== WHAT YOU NEED TO DO ==
Reproduce the entries below in full, word for word.

· · ·

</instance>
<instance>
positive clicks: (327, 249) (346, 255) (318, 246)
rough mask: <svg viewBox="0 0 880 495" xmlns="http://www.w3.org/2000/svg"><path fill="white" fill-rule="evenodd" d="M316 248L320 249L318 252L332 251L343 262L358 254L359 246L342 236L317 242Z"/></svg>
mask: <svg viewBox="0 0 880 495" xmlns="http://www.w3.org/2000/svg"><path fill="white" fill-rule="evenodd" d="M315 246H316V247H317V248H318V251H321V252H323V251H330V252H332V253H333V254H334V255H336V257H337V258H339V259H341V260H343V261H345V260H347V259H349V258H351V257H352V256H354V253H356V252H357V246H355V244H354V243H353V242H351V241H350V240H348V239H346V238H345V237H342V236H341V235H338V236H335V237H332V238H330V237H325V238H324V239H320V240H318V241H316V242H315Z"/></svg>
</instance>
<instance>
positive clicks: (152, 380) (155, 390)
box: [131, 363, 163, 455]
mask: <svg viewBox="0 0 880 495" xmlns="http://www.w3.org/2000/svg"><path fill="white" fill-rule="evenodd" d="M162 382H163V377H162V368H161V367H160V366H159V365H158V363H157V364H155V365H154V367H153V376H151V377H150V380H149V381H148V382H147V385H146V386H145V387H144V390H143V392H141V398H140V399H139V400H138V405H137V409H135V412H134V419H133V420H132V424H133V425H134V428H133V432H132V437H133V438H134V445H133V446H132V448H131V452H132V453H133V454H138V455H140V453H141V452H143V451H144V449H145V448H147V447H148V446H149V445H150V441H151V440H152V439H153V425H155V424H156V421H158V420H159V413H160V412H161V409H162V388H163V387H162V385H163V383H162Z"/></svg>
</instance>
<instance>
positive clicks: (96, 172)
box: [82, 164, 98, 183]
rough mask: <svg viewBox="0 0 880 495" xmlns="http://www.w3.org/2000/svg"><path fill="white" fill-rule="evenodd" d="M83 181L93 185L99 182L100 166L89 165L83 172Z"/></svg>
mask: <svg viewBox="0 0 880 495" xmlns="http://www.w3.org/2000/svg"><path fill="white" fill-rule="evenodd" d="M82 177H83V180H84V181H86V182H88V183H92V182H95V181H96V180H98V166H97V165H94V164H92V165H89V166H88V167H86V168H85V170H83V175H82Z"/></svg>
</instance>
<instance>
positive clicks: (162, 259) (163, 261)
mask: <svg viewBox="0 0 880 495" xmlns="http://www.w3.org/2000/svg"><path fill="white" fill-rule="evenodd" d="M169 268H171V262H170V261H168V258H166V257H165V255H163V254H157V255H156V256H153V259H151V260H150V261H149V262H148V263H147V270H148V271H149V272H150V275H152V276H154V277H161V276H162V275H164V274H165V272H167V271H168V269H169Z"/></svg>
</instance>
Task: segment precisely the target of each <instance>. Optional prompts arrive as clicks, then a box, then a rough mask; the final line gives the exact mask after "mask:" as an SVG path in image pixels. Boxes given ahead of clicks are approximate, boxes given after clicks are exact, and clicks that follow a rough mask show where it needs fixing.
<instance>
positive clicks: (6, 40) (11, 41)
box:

· · ·

== WRITTEN SOLUTION ==
</instance>
<instance>
positive clicks: (327, 249) (346, 255) (318, 246)
rough mask: <svg viewBox="0 0 880 495" xmlns="http://www.w3.org/2000/svg"><path fill="white" fill-rule="evenodd" d="M316 248L320 249L318 252L332 251L343 262L358 254L359 246L342 236L317 242Z"/></svg>
mask: <svg viewBox="0 0 880 495" xmlns="http://www.w3.org/2000/svg"><path fill="white" fill-rule="evenodd" d="M315 246H316V247H317V248H318V251H321V252H323V251H330V252H332V253H333V254H334V255H336V257H337V258H339V259H341V260H343V261H345V260H347V259H349V258H351V257H352V256H354V253H356V252H357V246H355V244H354V243H353V242H351V241H350V240H348V239H346V238H345V237H342V236H341V235H338V236H335V237H332V238H330V237H325V238H324V239H320V240H318V241H316V242H315Z"/></svg>
</instance>
<instance>
positive clicks: (152, 380) (155, 390)
box: [131, 363, 163, 455]
mask: <svg viewBox="0 0 880 495" xmlns="http://www.w3.org/2000/svg"><path fill="white" fill-rule="evenodd" d="M162 382H163V377H162V368H161V367H160V366H159V365H158V363H157V364H155V365H154V367H153V376H151V377H150V380H149V381H148V382H147V385H146V386H145V387H144V390H143V392H141V398H140V399H139V400H138V405H137V409H135V412H134V419H133V420H132V424H133V425H134V428H133V432H132V437H133V438H134V445H133V446H132V448H131V452H132V453H133V454H138V455H140V453H141V452H143V451H144V449H145V448H147V447H148V446H149V445H150V441H151V440H152V439H153V425H155V424H156V421H158V420H159V413H160V412H161V409H162V388H163V387H162V385H163V383H162Z"/></svg>
</instance>
<instance>
positive clicks: (96, 172)
box: [82, 164, 98, 183]
rough mask: <svg viewBox="0 0 880 495" xmlns="http://www.w3.org/2000/svg"><path fill="white" fill-rule="evenodd" d="M83 181L93 185L99 182L100 166L89 165L83 172Z"/></svg>
mask: <svg viewBox="0 0 880 495" xmlns="http://www.w3.org/2000/svg"><path fill="white" fill-rule="evenodd" d="M82 177H83V180H84V181H86V182H88V183H92V182H95V181H96V180H98V166H97V165H94V164H92V165H89V166H88V167H86V168H85V170H83V175H82Z"/></svg>
</instance>
<instance>
positive clicks: (162, 259) (163, 261)
mask: <svg viewBox="0 0 880 495" xmlns="http://www.w3.org/2000/svg"><path fill="white" fill-rule="evenodd" d="M169 268H171V262H170V261H168V258H166V257H165V255H163V254H157V255H156V256H153V259H151V260H150V261H149V262H148V263H147V270H148V271H149V272H150V275H152V276H154V277H161V276H162V275H164V274H165V272H167V271H168V269H169Z"/></svg>
</instance>
Task: segment precisely the target of each <instance>. Optional prompts arrive as clicks, then a box, then a rough mask; the final line gives the exact mask after "mask:" as an SVG path in image pixels. Boxes given ahead of clicks are approximate, boxes given after clicks are exact, and clicks that follow a rough mask show where it needs fixing.
<instance>
positive clicks: (6, 40) (11, 41)
box:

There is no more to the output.